**GIVEN TASK**
Repeat every record below exactly, omitting any pictures.

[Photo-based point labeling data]
"""

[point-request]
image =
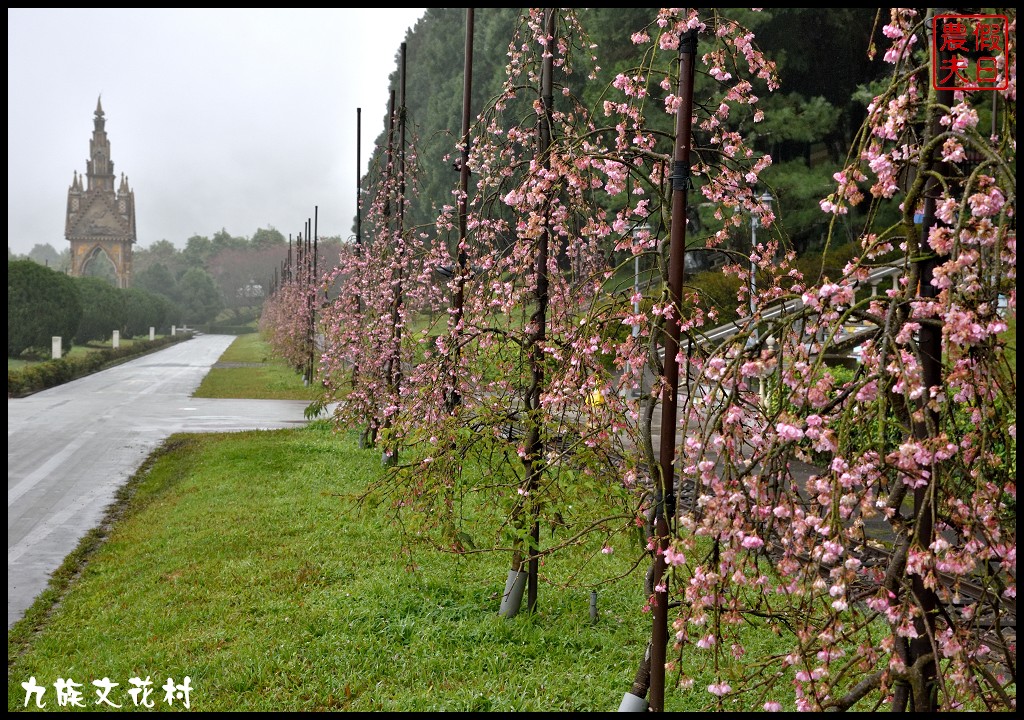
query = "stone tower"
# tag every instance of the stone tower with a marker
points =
(100, 219)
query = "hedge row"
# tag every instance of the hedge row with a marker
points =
(39, 376)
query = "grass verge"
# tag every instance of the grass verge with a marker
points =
(247, 369)
(244, 561)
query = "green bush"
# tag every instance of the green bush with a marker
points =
(40, 376)
(41, 304)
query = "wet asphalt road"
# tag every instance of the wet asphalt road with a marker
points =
(70, 448)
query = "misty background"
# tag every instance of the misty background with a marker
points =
(221, 119)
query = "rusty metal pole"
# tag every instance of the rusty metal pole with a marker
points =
(535, 451)
(930, 344)
(665, 494)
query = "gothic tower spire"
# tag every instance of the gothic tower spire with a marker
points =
(100, 220)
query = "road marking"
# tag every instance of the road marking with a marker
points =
(43, 470)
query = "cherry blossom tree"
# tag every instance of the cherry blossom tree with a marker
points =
(866, 518)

"""

**COMPLETE RESPONSE**
[point-request]
image =
query = "stone tower"
# tag every instance of the stone tower with a marker
points =
(100, 219)
query = "hedge row"
# tag every instance of the hedge row with a marker
points =
(39, 376)
query = "grass verge"
# tag every instance of the grass verge with a marker
points =
(247, 369)
(244, 561)
query = "green bush"
# tag every instance of the green bush with a marker
points =
(40, 376)
(41, 304)
query = "wet asphalt road"
# tag every instance of the wet asphalt road with a marker
points =
(70, 448)
query = "misty background"
# tag every instance of the misty background with a marker
points =
(221, 119)
query = "rusty metal pole"
# tag every instance of the rusty metal pole with a marker
points =
(535, 451)
(930, 344)
(665, 494)
query = "gothic tower spire"
# tag every instance of the gothic tower spire with a marker
points =
(100, 220)
query = "road marking"
# tag every instance of the road marking with a marker
points =
(43, 470)
query = "cherry blossom tree"
# tag every instance of the cherry blossom tree with a marker
points =
(866, 518)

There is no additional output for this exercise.